• _DIRECTIONS FOR THIS TASK_
Reproduce the full listing that follows, matching it exactly.

• _DATA FOR ANALYSIS_
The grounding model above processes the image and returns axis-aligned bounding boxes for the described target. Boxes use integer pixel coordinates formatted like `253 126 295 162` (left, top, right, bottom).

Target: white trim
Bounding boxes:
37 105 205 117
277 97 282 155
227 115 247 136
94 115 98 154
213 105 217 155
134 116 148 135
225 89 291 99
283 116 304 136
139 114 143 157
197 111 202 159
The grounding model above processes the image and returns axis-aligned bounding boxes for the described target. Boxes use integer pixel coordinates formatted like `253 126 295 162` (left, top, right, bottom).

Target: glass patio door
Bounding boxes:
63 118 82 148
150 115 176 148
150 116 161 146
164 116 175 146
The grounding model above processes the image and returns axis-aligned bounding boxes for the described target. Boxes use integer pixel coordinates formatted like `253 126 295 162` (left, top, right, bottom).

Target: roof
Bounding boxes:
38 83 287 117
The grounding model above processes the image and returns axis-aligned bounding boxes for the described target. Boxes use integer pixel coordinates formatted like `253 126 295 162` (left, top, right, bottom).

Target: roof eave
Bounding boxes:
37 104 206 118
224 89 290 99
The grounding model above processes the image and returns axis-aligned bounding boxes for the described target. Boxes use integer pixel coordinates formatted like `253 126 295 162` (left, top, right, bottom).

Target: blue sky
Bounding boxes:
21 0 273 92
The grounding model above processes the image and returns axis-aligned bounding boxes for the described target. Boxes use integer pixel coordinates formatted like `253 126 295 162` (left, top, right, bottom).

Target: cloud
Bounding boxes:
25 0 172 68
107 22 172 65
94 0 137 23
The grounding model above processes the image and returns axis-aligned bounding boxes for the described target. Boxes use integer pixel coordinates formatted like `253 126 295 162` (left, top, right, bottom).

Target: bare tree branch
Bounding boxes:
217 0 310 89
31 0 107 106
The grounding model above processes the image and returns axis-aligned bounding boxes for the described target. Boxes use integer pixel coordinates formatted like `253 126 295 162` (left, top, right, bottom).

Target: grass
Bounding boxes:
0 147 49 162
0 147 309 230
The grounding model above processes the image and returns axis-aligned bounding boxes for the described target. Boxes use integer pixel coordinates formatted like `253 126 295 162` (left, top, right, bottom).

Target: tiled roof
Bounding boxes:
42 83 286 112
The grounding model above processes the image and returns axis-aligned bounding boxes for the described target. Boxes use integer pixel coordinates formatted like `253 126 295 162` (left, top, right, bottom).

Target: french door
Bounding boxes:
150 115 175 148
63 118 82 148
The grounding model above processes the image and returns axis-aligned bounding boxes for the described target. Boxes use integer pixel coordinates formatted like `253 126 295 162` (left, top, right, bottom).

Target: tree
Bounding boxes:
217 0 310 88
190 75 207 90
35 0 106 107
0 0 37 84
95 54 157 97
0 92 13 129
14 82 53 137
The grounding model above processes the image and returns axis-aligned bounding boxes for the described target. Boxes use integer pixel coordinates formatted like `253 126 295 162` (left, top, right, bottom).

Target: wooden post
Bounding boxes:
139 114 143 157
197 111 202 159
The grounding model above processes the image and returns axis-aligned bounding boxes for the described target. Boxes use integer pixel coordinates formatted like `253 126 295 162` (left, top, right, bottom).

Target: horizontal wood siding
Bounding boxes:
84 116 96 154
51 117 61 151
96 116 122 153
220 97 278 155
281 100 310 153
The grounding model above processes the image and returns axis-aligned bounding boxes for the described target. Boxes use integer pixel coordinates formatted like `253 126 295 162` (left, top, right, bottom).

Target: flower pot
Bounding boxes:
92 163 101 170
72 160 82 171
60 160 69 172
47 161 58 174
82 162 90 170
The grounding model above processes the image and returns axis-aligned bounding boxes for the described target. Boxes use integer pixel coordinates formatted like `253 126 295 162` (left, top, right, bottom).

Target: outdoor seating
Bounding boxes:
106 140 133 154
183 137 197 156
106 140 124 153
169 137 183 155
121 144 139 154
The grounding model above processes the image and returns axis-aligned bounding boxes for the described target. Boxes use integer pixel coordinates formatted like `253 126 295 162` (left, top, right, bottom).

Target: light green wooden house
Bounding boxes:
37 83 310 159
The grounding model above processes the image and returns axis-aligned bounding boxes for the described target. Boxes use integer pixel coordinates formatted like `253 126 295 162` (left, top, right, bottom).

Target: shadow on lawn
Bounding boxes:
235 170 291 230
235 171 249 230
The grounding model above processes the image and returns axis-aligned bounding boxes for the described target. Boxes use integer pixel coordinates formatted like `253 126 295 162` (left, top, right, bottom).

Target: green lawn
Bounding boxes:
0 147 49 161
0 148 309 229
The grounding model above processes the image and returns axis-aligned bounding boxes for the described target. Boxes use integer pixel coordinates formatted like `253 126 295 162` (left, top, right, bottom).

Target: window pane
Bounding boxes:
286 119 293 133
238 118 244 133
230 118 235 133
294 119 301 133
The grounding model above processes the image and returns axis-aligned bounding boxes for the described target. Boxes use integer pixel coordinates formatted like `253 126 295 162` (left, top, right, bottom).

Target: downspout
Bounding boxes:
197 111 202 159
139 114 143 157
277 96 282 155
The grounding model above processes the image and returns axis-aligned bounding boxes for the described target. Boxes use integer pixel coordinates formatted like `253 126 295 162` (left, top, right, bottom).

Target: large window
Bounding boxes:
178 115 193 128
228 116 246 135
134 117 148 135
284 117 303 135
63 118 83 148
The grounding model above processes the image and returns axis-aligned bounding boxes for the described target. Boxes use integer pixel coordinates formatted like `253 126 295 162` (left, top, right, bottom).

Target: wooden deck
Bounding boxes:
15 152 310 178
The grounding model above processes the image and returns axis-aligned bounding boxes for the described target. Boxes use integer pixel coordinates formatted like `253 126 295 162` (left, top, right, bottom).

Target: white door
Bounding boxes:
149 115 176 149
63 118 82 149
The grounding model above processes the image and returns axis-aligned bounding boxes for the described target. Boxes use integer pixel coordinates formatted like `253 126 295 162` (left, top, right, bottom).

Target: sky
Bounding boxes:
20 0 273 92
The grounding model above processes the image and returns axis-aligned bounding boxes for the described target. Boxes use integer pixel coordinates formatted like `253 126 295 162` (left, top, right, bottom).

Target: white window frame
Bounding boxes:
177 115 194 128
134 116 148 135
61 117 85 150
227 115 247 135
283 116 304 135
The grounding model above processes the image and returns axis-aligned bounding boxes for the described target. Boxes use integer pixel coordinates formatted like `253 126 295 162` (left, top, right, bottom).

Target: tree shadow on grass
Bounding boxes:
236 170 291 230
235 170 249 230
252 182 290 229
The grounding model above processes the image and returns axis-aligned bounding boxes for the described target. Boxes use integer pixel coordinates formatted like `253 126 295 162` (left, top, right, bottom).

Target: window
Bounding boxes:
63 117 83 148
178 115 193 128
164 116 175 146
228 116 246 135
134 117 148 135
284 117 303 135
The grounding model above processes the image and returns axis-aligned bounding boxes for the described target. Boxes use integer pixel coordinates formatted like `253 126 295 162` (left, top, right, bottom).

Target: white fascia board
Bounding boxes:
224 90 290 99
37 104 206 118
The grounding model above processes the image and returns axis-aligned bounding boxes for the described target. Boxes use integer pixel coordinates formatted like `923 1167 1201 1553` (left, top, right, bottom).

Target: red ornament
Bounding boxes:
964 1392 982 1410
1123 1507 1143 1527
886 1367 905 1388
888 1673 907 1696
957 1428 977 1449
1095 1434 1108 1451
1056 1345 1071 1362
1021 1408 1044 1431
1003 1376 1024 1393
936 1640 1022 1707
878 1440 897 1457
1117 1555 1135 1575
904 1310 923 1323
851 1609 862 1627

• _YOUR RESPONSE_
The grounding model above processes the image and returns axis-aligned bounding boxes for the described target. Boxes use integer pixel coordinates formatted like `253 126 295 162` (left, top, right, bottom).

Target: white trim
Bounding boxes:
37 105 205 117
277 97 282 155
227 115 247 136
94 115 98 154
213 105 217 155
134 116 148 135
225 89 291 99
283 116 304 136
139 114 143 157
197 111 202 159
The grounding model above processes the image and returns axis-aligned bounding boxes for the described target. Boxes use integer pixel coordinates formatted like `253 126 295 162` (left, top, right, bottom).

Target: glass patio door
Bounding boxes:
63 118 82 148
150 115 176 148
150 116 161 146
164 116 175 146
The grounding model above processes the image and returns axis-aligned bounding boxes for the described target. Boxes use integer pixel coordinates formatted like `253 126 295 162` (left, top, right, bottom).

Target: roof
Bounding boxes:
38 83 287 117
The grounding model above processes the image and returns axis-aligned bounding boxes for the described target. Boxes use integer pixel coordinates formatted like `253 126 295 162` (left, top, right, bottom).

Target: roof eave
Bounding boxes:
37 104 206 118
224 89 290 99
The grounding model above processes the image and returns axis-aligned bounding boxes for the described target. Boxes use integer pixel coordinates formatted like `253 126 295 162` (left, top, right, bottom).

Target: blue sky
Bounding boxes:
21 0 273 92
The grounding model above processes the image and returns axis-aligned bounding boxes for the described target. Boxes use integer pixel coordinates formatted like `253 126 295 162` (left, top, right, bottom).

Target: cloud
Bounding boxes:
25 0 172 68
107 22 172 65
94 0 137 23
The grounding model above processes the image and returns axis-aligned bounding boxes for the described target. Boxes use integer pixel coordinates formatted like `253 126 295 162` (left, top, right, bottom).

Target: bare tree branch
Bounding boxes:
217 0 310 89
31 0 107 106
The grounding model above processes the image and returns axis-aligned bounding boxes for the described target. Boxes use integer pixel coordinates formatted like `253 126 295 162` (left, top, right, bottom).

Target: grass
Bounding boxes:
0 147 49 162
0 147 309 230
The grounding model above processes the image and returns axis-aligned bounding boxes for the described target. Boxes use integer pixel coordinates formatted like `253 126 295 162` (left, top, right, bottom).

Target: tiled roof
Bounding boxes:
42 83 286 112
The grounding model above processes the image and returns axis-aligned bounding boxes for the described target. Boxes use integer pixel coordinates formatted like `253 126 295 162` (left, top, right, bottom).

Target: french door
Bounding boxes:
150 115 175 148
63 118 82 148
The grounding model above processes the image and returns axis-aligned bounding boxes for the described target. Boxes use integer pixel coordinates formatted like `253 126 295 162` (left, top, right, bottom).

Target: tree
Bounding boxes:
217 0 310 88
190 75 207 90
35 0 106 107
0 0 37 84
95 54 157 97
0 92 13 129
14 82 53 137
The grounding model above processes the image and returns axis-aligned bounding boxes for the described target. Boxes use integer pixel coordinates formatted like `253 126 295 162` (left, top, right, bottom).

Target: wooden post
Bounding boxes:
139 114 143 157
197 111 202 159
The grounding model above processes the image and returns axis-aligned bounding boxes for the described target. Boxes use integer pixel coordinates formatted like `253 126 295 162` (left, top, right, bottom).

Target: horizontal wood siding
Bounding boxes:
84 116 96 154
51 117 61 151
96 116 122 153
220 97 278 155
281 100 310 153
The grounding model above processes the image and returns axis-aligned bounding boxes for the described target. Boxes use integer pixel coordinates formatted like `253 126 295 162` (left, top, right, bottom).

Target: flower pot
Bounding boxes:
92 163 101 170
72 160 82 171
60 160 69 172
47 161 58 174
82 162 90 170
The grounding model above processes the image and returns axis-aligned bounding boxes for the described target. Boxes use integer pixel coordinates formatted like `253 126 295 162` (left, top, right, bottom).

Target: outdoor seating
Bounding boxes:
106 140 133 154
183 137 197 156
106 140 124 153
169 137 183 155
121 144 139 154
The grounding model above processes the image and returns axis-aligned bounding boxes for the described target. Boxes use integer pixel coordinates formatted like `253 126 295 162` (left, top, right, bottom).

Target: light green wooden house
Bounding boxes:
37 83 310 159
The grounding model above processes the image and returns axis-aligned bounding boxes for the described target. Boxes use integer pixel coordinates formatted like `253 126 295 162` (left, top, right, bottom).

Target: shadow on lawn
Bounding boxes:
235 170 291 230
235 171 249 230
The grounding model above processes the image and returns axis-aligned bounding boxes for the described target. Boxes use integer pixel coordinates formatted like `253 126 295 162` (left, top, right, bottom).

Target: green lawn
Bounding boxes:
0 147 49 161
0 148 309 229
The grounding model above processes the image and returns axis-aligned bounding boxes for the described target. Boxes use integer pixel coordinates formatted like `253 126 295 162` (left, top, right, bottom).

Target: window pane
Bounding boxes:
286 119 293 133
238 118 244 133
230 118 235 133
294 119 301 133
The grounding model above processes the image and returns axis-aligned bounding boxes for the described target. Boxes use integer pixel coordinates formatted like `253 126 295 162` (left, top, right, bottom).

Target: downspout
Bounding boxes:
197 111 202 159
139 114 143 157
277 96 282 155
The grounding model above processes the image and returns axis-aligned bounding boxes for the described target. Boxes use integer pixel coordinates formatted like `253 126 295 162` (left, top, right, bottom).

Target: large window
Bounding boxes:
178 115 193 128
228 116 246 135
134 117 148 135
284 117 303 135
63 118 83 148
The grounding model above processes the image and returns axis-aligned bounding boxes for the described target. Boxes use integer pixel coordinates formatted like `253 126 295 162` (left, top, right, bottom).

Target: wooden deck
Bounding boxes:
15 152 310 178
The grounding model above processes the image and returns axis-aligned bounding boxes for the described target. Boxes use integer pixel coordinates formatted like `253 126 295 162` (left, top, right, bottom).

Target: white door
Bounding boxes:
149 115 176 149
63 118 82 149
The grounding model above processes the image and returns axis-aligned bounding boxes for the described target. Boxes use integer pixel coordinates formatted like `253 126 295 162` (left, top, right, bottom).

Target: sky
Bounding boxes:
20 0 273 92
The grounding model above processes the image and returns axis-aligned bounding boxes for the described target. Boxes use integer pixel coordinates formatted like `253 126 295 162` (left, top, right, bottom).

Target: white window frame
Bounding boxes:
177 115 194 128
134 116 148 135
61 117 85 150
227 115 247 135
283 116 304 135
The grounding model above processes the image and returns axis-aligned bounding boxes for the described target. Boxes use integer pixel coordinates formatted like `253 126 295 162` (left, top, right, bottom).

Target: tree shadow on grass
Bounding boxes:
236 170 291 230
235 170 249 230
252 182 290 229
The grounding model above processes the image and returns axis-aligned bounding boxes for the described target. Boxes use integer pixel coordinates formatted like `253 126 295 162` (left, top, right, bottom).

Target: window
Bounding boxes:
63 117 83 148
178 115 193 128
164 116 175 146
228 116 246 135
134 117 148 135
284 117 303 135
The grounding model above processes the image and returns axis-aligned bounding boxes for the described target. Boxes use integer pixel coordinates formatted like `253 126 295 162` (left, top, right, bottom).

Target: white fascia board
Bounding boxes:
224 90 290 99
37 104 206 118
The grounding model above processes the image and returns axis-aligned bounding boxes for the described target. Boxes use integer pixel coordinates formatted like `923 1167 1201 1553` (left, top, right, bottom).

Target: red ornament
Bounding boxes:
964 1392 982 1410
1123 1507 1143 1527
886 1367 905 1388
888 1673 907 1696
957 1428 977 1449
1095 1434 1108 1451
1056 1345 1071 1362
1021 1408 1044 1431
1003 1376 1024 1393
936 1640 1022 1707
878 1440 897 1457
1117 1555 1135 1575
904 1310 923 1323
851 1609 862 1627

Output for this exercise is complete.